**Text block:**
* Begin *

An American environmental consultant has just published a study
claiming that the main reason the city has been able to meet
environmental targets linked to the coming Olympics is because of
“irregularities” in the accounting system. He
identifies two major irregularities. First, the
city dropped a few monitoring stations in high pollution areas and
replaced them with monitoring stations in low pollution
areas. This caused an immediate improvement in
the average numbers, unrelated to any improvement in air
quality. Second, the consultant found that after
officials set targets for every monitoring station in the city, a
statistical improbable number of ratings fell just under the
cut-off point between good (“blue-sky”, which in Beijing doesn’t
really mean the skies are blue) and bad days.
Authorities wanted to see more “blue sky” days, and their
underlings duly gave them more, apparently by shaving points.
Chinese government officials are justly famous
for their ability to deliver what their bosses want.
I have a mild case of asthma, so my lungs are reasonably good at
detecting air quality, and during the six years I have lived in
Beijing I have been very skeptical about claims about the pace of
improvement, but clearly my measuring stick is not very
scientific. I don’t know much about
environmental monitoring but nonetheless bring up this issue of
Olympic environmental standards for a different reason.
I have been thinking a lot about something I read several years
ago in a book by Charles Kindleberger and which I discussed in one
of my own books (The Volatility Machine).
Kindleberger was discussing the 1873 financial crisis, which was a
devastating financial crisis that threw the world into depression
and which some claim to have been the first truly global financial
crisis. As he describes it, the booming markets
of the 1860s (powered by high tech railroads and chemicals) turned
into a global financial bubble by the early 1870s, fueled in part
by the recycling of the massive French reparations to Prussia after
the 1870 war. Although the bubble spread to
markets around the world – including most of Europe, North and
South America, and parts of Asia, its most extreme manifestation
among the developed markets may have been in Austria.
Austrian markets were clearly unsettled by the end of 1872 and
the beginning of 1873, but the World’s Fair was scheduled to take
place in Vienna in May of 1873. This was
considered a major (and heavily hyped-up) event that elicited a
great deal of excitement and enthusiasm among Austrians.

* End *

(Point-based annotation data)
* Begin *

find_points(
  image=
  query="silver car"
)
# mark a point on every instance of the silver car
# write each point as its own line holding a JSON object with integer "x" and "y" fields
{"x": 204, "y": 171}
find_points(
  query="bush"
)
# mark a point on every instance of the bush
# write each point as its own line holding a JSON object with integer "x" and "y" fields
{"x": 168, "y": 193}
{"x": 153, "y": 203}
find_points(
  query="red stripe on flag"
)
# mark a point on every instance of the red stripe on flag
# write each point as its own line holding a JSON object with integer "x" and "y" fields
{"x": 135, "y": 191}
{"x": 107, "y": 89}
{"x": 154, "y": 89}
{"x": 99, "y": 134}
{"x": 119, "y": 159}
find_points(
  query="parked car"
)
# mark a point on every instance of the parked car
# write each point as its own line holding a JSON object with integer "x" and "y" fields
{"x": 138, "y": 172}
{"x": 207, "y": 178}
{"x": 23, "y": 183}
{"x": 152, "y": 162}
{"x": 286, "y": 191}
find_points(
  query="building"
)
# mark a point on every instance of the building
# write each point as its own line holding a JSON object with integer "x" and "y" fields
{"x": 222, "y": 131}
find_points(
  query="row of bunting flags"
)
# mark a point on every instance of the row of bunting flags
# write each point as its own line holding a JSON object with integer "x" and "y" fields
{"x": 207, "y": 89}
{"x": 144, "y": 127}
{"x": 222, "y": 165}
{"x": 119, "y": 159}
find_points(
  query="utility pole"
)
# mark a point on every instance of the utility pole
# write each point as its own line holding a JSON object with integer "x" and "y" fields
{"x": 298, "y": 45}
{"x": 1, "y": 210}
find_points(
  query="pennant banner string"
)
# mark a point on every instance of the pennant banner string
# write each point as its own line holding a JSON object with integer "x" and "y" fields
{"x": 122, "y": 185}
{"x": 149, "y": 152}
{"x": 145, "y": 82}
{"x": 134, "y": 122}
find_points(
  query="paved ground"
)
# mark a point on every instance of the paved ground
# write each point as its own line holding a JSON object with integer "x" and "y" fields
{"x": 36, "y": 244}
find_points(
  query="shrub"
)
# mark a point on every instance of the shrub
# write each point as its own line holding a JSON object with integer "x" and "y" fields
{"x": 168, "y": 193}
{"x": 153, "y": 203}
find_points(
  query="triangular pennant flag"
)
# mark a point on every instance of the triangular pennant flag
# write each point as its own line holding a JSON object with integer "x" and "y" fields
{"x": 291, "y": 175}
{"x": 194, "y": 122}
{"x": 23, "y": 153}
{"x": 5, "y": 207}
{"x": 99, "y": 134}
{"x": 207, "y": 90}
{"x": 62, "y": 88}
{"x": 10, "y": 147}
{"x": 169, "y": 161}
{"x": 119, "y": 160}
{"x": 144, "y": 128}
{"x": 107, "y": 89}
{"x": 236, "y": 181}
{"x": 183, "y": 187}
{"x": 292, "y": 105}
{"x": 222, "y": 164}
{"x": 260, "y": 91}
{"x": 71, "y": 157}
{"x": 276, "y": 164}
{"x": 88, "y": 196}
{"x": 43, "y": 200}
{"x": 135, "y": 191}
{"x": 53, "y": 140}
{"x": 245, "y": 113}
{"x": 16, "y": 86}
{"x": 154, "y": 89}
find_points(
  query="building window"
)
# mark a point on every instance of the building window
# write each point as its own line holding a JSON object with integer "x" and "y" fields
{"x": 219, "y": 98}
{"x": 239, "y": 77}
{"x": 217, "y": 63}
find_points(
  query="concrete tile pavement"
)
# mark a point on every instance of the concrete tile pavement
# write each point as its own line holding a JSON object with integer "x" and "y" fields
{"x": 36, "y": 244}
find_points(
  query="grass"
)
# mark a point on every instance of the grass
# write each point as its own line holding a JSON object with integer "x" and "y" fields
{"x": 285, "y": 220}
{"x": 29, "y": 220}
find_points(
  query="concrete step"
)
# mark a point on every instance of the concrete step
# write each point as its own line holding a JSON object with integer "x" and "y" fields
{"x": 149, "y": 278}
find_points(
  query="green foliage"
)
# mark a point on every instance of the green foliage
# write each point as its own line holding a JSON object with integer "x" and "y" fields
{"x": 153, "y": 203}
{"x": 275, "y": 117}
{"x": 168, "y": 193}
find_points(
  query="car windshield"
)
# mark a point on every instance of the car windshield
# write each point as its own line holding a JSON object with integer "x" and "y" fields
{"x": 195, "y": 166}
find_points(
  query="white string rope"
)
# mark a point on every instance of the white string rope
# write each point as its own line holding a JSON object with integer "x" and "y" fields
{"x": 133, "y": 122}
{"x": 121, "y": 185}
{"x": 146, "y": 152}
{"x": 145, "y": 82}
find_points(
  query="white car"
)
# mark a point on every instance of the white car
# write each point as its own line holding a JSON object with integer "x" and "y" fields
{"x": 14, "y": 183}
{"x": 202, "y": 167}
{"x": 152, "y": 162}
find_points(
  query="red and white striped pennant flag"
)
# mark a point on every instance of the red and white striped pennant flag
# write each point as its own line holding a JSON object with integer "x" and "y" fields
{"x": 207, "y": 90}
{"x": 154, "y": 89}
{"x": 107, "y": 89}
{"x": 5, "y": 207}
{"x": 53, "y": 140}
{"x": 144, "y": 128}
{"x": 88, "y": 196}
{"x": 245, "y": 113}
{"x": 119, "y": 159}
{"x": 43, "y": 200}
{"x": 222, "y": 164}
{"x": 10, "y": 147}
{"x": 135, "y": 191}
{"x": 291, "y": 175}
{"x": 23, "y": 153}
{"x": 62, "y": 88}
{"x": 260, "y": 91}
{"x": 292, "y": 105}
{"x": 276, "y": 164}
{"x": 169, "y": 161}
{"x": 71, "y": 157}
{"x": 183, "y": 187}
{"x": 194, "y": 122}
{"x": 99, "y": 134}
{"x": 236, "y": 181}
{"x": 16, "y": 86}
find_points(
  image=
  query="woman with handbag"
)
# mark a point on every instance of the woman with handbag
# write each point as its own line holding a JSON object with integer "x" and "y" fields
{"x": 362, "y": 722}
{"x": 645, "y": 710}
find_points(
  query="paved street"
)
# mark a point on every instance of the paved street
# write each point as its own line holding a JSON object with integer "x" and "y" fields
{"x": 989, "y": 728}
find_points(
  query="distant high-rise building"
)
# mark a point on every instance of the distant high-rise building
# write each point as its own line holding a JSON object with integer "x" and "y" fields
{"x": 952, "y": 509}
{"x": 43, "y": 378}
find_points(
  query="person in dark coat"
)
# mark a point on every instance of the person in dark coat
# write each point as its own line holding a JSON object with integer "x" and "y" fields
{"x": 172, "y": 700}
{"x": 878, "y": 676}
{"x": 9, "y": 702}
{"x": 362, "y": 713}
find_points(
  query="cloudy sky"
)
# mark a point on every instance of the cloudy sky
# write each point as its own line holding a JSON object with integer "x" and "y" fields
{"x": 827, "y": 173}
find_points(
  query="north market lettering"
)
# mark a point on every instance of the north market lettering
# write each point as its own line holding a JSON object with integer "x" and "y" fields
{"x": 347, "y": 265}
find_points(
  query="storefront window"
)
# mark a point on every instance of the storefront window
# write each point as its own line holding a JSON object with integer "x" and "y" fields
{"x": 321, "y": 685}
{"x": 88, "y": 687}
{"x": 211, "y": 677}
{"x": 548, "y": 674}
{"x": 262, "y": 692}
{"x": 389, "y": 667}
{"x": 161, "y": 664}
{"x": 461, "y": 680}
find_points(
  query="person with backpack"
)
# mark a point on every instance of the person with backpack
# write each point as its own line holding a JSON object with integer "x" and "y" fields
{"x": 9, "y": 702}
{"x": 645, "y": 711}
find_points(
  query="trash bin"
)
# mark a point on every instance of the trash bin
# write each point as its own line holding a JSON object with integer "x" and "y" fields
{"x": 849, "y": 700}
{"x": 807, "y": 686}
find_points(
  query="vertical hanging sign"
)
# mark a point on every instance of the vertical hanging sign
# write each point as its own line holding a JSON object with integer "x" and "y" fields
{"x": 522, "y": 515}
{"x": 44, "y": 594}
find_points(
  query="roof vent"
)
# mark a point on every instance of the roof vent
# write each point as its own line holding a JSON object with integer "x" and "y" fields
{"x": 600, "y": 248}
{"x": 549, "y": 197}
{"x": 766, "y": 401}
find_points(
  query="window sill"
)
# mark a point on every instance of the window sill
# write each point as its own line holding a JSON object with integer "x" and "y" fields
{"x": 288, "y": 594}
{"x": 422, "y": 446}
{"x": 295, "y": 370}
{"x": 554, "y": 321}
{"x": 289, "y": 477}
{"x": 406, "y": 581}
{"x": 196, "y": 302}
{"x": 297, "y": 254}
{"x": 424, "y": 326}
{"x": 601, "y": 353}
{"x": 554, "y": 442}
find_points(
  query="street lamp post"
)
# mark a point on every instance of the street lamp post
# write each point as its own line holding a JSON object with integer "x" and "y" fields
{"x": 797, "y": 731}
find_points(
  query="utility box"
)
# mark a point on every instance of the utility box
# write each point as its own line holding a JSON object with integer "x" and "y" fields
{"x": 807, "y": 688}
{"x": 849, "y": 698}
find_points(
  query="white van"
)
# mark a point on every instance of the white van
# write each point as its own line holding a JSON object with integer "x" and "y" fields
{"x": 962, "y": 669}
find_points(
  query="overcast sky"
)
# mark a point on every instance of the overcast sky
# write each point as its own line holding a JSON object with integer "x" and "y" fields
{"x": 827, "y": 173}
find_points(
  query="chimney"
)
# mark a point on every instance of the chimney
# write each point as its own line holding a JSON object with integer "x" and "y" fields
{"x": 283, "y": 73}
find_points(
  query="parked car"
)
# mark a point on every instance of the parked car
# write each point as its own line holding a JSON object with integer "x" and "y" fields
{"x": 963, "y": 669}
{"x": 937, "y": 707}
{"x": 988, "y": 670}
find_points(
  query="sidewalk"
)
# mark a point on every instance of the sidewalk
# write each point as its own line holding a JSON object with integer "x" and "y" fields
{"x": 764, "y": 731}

* End *

**Work instructions:**
Name every place that the passage on Beijing's Olympic air targets mentions as a noun (not as an adjective such as "French"), in order of first appearance.

**Output:**
Beijing, Prussia, Europe, North America, South America, Asia, Austria, Vienna